◆ Exercise details: Filter the entries below, keeping only lines with the word "window".

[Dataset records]
---

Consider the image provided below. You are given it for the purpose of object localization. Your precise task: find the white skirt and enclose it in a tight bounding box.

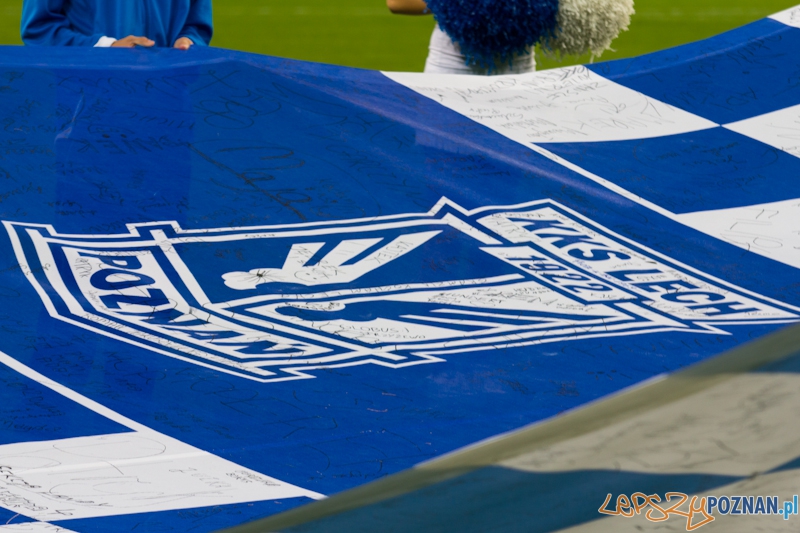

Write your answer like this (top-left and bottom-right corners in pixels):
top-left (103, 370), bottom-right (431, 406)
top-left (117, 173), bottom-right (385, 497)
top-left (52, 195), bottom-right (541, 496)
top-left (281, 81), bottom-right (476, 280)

top-left (423, 24), bottom-right (536, 75)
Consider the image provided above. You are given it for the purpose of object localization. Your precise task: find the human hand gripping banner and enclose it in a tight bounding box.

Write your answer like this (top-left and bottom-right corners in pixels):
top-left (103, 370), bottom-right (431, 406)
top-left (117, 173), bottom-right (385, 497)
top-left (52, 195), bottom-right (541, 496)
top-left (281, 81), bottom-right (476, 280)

top-left (0, 5), bottom-right (799, 532)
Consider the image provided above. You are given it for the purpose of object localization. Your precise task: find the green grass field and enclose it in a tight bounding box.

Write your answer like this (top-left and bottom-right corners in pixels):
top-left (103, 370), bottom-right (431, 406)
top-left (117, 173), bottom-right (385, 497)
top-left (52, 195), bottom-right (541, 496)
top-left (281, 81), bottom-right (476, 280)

top-left (1, 1), bottom-right (799, 71)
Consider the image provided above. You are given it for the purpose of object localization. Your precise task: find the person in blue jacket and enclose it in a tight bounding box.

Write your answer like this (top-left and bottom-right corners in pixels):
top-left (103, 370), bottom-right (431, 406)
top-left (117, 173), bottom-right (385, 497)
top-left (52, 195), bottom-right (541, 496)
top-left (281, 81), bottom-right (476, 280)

top-left (21, 0), bottom-right (212, 49)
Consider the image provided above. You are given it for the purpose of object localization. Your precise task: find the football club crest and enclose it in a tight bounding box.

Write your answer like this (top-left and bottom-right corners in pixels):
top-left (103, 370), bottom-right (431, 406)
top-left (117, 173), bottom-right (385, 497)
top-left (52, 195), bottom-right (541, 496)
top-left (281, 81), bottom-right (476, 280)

top-left (6, 199), bottom-right (798, 382)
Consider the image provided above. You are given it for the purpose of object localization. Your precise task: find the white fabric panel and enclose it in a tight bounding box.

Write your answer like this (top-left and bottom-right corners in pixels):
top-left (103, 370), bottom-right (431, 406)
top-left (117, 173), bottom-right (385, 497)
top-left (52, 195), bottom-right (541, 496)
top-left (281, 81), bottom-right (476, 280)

top-left (769, 4), bottom-right (800, 28)
top-left (675, 199), bottom-right (800, 270)
top-left (384, 67), bottom-right (717, 144)
top-left (0, 432), bottom-right (321, 521)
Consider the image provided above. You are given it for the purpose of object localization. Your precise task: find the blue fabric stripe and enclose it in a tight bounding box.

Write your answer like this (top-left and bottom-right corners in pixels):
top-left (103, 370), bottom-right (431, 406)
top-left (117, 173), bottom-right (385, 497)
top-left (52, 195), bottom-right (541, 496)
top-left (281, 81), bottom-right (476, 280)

top-left (589, 19), bottom-right (800, 124)
top-left (540, 127), bottom-right (800, 213)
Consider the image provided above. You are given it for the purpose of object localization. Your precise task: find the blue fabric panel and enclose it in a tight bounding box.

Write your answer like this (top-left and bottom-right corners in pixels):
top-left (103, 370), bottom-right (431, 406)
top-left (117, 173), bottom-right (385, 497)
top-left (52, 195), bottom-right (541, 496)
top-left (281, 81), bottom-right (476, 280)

top-left (769, 454), bottom-right (800, 474)
top-left (540, 127), bottom-right (800, 213)
top-left (589, 19), bottom-right (800, 124)
top-left (0, 356), bottom-right (130, 445)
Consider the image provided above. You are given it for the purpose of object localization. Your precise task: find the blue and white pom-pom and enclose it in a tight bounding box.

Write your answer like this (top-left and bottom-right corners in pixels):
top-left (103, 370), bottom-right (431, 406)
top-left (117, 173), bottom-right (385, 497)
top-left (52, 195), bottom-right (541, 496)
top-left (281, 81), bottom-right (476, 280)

top-left (425, 0), bottom-right (561, 69)
top-left (542, 0), bottom-right (635, 58)
top-left (426, 0), bottom-right (634, 67)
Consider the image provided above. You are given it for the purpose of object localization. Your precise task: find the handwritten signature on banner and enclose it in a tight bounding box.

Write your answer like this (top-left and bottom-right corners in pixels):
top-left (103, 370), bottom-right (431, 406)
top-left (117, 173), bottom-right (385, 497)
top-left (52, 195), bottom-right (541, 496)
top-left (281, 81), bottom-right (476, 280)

top-left (599, 492), bottom-right (799, 530)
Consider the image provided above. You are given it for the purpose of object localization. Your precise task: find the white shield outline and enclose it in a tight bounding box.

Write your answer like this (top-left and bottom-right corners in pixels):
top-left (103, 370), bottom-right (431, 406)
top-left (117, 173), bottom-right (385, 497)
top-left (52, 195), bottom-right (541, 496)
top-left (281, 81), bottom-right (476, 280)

top-left (6, 197), bottom-right (799, 382)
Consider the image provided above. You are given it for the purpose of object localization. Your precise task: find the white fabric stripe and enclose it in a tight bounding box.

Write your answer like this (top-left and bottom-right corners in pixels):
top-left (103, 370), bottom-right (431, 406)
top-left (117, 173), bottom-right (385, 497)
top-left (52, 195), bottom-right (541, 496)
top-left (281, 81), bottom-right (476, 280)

top-left (384, 67), bottom-right (717, 144)
top-left (675, 198), bottom-right (800, 270)
top-left (769, 4), bottom-right (800, 28)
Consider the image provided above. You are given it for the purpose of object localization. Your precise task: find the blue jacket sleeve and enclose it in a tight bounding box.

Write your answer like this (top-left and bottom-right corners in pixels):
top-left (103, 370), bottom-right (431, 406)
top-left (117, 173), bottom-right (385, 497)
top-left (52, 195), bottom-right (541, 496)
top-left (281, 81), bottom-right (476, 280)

top-left (21, 0), bottom-right (105, 46)
top-left (178, 0), bottom-right (213, 46)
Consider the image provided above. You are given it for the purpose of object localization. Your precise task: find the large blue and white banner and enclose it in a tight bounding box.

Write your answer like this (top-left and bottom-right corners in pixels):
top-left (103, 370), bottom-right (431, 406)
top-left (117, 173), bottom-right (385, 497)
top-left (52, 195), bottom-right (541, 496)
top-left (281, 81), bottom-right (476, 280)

top-left (0, 6), bottom-right (799, 532)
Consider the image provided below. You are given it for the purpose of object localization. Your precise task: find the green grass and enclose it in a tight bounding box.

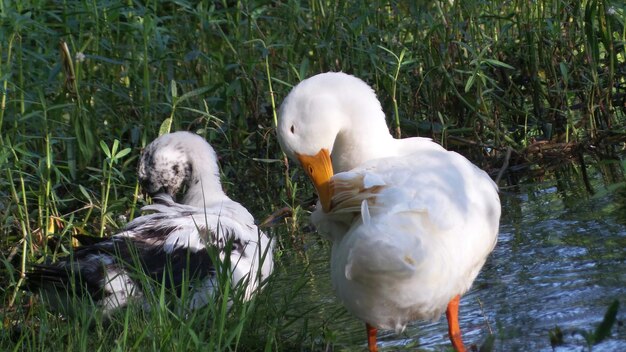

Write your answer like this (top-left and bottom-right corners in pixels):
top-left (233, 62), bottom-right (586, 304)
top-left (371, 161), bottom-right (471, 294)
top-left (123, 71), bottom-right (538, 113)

top-left (2, 229), bottom-right (343, 351)
top-left (1, 0), bottom-right (625, 350)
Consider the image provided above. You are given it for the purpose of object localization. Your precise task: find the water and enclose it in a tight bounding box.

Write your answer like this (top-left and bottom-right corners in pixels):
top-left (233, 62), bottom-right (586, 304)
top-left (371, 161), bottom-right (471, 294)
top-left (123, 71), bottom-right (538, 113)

top-left (271, 158), bottom-right (626, 351)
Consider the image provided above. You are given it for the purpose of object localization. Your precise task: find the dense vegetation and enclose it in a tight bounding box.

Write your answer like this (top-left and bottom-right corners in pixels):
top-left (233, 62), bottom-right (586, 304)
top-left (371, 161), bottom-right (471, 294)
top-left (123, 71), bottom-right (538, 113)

top-left (1, 0), bottom-right (624, 350)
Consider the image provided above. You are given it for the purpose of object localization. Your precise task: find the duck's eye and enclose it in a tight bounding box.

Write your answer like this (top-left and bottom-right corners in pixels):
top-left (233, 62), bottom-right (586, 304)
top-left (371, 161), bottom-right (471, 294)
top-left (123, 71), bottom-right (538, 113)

top-left (290, 125), bottom-right (295, 134)
top-left (308, 165), bottom-right (314, 175)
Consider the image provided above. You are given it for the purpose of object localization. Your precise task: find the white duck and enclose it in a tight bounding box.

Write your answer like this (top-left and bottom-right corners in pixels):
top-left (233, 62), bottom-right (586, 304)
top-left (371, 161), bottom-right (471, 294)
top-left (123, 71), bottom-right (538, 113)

top-left (277, 72), bottom-right (500, 352)
top-left (27, 132), bottom-right (273, 314)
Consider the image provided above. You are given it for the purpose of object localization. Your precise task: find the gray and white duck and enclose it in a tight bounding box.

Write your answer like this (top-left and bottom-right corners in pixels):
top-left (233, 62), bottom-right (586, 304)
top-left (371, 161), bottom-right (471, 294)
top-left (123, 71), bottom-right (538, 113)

top-left (26, 131), bottom-right (274, 314)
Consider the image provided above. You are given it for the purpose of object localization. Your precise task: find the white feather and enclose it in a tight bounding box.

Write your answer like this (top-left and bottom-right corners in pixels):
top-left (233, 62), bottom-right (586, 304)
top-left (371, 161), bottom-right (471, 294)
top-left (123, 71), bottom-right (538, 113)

top-left (278, 72), bottom-right (500, 337)
top-left (101, 268), bottom-right (138, 313)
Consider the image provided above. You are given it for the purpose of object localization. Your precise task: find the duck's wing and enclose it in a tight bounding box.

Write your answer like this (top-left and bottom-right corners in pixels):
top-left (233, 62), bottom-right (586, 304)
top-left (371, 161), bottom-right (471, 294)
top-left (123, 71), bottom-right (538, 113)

top-left (148, 193), bottom-right (257, 235)
top-left (138, 194), bottom-right (268, 254)
top-left (26, 200), bottom-right (239, 311)
top-left (133, 195), bottom-right (274, 300)
top-left (314, 149), bottom-right (500, 285)
top-left (316, 148), bottom-right (499, 232)
top-left (26, 227), bottom-right (215, 314)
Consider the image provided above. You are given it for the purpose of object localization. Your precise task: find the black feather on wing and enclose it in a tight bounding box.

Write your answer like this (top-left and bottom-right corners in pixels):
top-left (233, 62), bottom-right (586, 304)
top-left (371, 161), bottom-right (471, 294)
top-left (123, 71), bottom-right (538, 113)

top-left (25, 225), bottom-right (219, 304)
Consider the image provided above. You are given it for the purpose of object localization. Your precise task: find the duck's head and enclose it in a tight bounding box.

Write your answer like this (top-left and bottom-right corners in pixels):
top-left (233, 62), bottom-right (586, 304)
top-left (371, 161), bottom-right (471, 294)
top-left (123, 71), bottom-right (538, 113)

top-left (277, 72), bottom-right (388, 212)
top-left (138, 131), bottom-right (221, 202)
top-left (278, 73), bottom-right (349, 211)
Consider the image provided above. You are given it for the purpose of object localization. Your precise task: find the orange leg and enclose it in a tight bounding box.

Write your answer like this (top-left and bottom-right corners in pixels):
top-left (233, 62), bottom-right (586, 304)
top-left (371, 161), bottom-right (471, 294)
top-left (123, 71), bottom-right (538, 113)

top-left (366, 323), bottom-right (378, 352)
top-left (446, 294), bottom-right (466, 352)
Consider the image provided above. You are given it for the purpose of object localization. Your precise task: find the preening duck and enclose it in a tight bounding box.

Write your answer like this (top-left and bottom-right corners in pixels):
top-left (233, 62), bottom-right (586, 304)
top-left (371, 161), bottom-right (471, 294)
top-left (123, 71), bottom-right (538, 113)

top-left (277, 72), bottom-right (500, 352)
top-left (137, 131), bottom-right (227, 208)
top-left (27, 132), bottom-right (273, 315)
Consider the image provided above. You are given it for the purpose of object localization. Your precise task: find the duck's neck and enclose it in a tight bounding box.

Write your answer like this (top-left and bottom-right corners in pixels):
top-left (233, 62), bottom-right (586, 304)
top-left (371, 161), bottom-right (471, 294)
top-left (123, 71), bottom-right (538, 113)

top-left (332, 111), bottom-right (395, 173)
top-left (181, 157), bottom-right (229, 208)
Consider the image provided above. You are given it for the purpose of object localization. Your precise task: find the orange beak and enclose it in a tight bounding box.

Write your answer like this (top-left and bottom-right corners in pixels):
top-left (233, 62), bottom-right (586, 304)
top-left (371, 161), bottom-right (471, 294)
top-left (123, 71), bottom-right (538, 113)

top-left (296, 148), bottom-right (334, 212)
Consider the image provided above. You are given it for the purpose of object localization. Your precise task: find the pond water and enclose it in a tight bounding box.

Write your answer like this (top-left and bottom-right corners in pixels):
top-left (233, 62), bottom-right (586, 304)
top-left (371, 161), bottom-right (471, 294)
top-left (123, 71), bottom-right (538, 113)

top-left (268, 157), bottom-right (626, 351)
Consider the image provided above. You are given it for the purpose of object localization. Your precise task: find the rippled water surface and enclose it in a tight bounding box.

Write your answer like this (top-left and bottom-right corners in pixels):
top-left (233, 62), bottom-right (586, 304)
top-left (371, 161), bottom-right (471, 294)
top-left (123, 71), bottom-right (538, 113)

top-left (269, 160), bottom-right (626, 351)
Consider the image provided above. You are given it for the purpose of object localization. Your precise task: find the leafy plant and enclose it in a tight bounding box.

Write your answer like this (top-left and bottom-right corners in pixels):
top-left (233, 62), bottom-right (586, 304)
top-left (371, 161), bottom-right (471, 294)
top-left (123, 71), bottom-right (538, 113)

top-left (99, 139), bottom-right (131, 237)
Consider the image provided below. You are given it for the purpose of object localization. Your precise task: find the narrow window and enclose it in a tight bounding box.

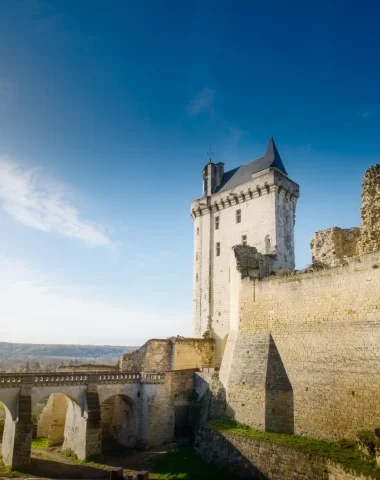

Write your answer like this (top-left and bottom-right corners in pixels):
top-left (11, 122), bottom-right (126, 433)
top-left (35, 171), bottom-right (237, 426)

top-left (236, 209), bottom-right (241, 223)
top-left (215, 216), bottom-right (219, 230)
top-left (196, 252), bottom-right (198, 261)
top-left (196, 227), bottom-right (199, 235)
top-left (196, 273), bottom-right (198, 282)
top-left (242, 235), bottom-right (247, 246)
top-left (216, 242), bottom-right (220, 256)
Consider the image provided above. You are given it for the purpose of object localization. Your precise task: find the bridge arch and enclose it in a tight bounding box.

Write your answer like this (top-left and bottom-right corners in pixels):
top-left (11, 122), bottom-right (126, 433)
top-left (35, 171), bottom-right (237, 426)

top-left (31, 385), bottom-right (86, 413)
top-left (101, 394), bottom-right (137, 450)
top-left (33, 393), bottom-right (71, 447)
top-left (1, 401), bottom-right (15, 465)
top-left (0, 389), bottom-right (20, 421)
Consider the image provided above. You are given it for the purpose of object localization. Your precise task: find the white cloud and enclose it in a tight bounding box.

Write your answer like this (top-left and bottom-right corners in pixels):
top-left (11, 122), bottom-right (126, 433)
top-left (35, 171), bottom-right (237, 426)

top-left (0, 257), bottom-right (190, 345)
top-left (0, 156), bottom-right (111, 247)
top-left (186, 87), bottom-right (215, 116)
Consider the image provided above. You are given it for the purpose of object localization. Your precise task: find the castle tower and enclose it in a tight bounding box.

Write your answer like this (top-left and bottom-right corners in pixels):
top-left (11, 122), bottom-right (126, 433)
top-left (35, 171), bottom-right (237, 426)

top-left (190, 136), bottom-right (300, 363)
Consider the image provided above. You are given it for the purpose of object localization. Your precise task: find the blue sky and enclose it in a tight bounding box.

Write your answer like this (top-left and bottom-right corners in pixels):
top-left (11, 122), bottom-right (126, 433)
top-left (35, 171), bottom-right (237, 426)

top-left (0, 0), bottom-right (379, 346)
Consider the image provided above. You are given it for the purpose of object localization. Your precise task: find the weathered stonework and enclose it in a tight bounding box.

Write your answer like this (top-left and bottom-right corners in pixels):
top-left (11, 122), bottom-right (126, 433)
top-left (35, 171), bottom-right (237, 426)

top-left (359, 165), bottom-right (380, 255)
top-left (118, 337), bottom-right (215, 372)
top-left (311, 227), bottom-right (361, 267)
top-left (220, 247), bottom-right (380, 440)
top-left (195, 429), bottom-right (377, 480)
top-left (0, 372), bottom-right (178, 467)
top-left (311, 165), bottom-right (380, 267)
top-left (37, 393), bottom-right (68, 446)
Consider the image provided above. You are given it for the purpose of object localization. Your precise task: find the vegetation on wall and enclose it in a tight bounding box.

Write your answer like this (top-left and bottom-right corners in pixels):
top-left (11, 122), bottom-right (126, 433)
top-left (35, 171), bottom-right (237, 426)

top-left (205, 419), bottom-right (380, 479)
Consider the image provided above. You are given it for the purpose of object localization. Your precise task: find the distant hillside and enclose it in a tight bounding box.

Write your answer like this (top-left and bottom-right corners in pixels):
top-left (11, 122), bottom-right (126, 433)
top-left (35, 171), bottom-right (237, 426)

top-left (0, 342), bottom-right (138, 373)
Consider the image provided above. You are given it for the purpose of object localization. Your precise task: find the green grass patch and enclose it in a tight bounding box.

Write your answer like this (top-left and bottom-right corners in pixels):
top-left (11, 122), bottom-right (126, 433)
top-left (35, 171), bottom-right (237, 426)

top-left (206, 419), bottom-right (380, 479)
top-left (31, 437), bottom-right (49, 449)
top-left (153, 446), bottom-right (240, 480)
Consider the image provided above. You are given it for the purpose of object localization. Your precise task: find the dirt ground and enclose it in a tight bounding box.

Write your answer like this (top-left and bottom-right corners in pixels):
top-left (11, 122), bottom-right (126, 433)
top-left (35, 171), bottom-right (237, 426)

top-left (1, 443), bottom-right (176, 479)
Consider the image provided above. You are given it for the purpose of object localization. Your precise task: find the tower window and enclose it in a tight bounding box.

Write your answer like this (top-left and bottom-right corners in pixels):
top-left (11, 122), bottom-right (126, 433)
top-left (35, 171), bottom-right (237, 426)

---

◆ Answer area:
Consider the image provided below. You are given it for the purpose of object localization. Your precise task: find the narrow window and enclose it in a tight bounding box.
Consider the image provided above. You are given it for the purpose of object localization. Your precise task: find the tower window and enclose it in a tight bounding box.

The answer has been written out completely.